» Instructions for the task
Rewrite the records below, putting "case" wherever "instance" appears and keeping everything else the same. Leave the pictures out of your answer.
_ _ _
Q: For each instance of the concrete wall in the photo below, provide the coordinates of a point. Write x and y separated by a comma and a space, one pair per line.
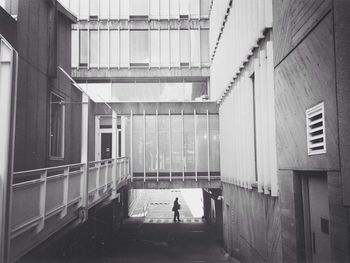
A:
8, 28
252, 228
311, 66
34, 86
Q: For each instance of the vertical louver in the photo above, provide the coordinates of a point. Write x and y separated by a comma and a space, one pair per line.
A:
316, 135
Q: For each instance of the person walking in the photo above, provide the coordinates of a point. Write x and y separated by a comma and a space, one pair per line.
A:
176, 208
_ _ _
» Output
Q: For each case of the concrete wall in the photo below, provide the coordinates of a point. Write x and y separated by a comma and a space, one pair per line.
A:
8, 28
252, 228
311, 66
34, 86
Q: For each case of the vertical louver in the photo above, provide the coordinates of a point. Write x and y separated by a comma and a space, one pair per line.
A:
316, 135
Q: For each case of the person walking in the photo above, provide the coordinates of a point. Write x and y separated by a comma and a space, one pair per line.
A:
176, 208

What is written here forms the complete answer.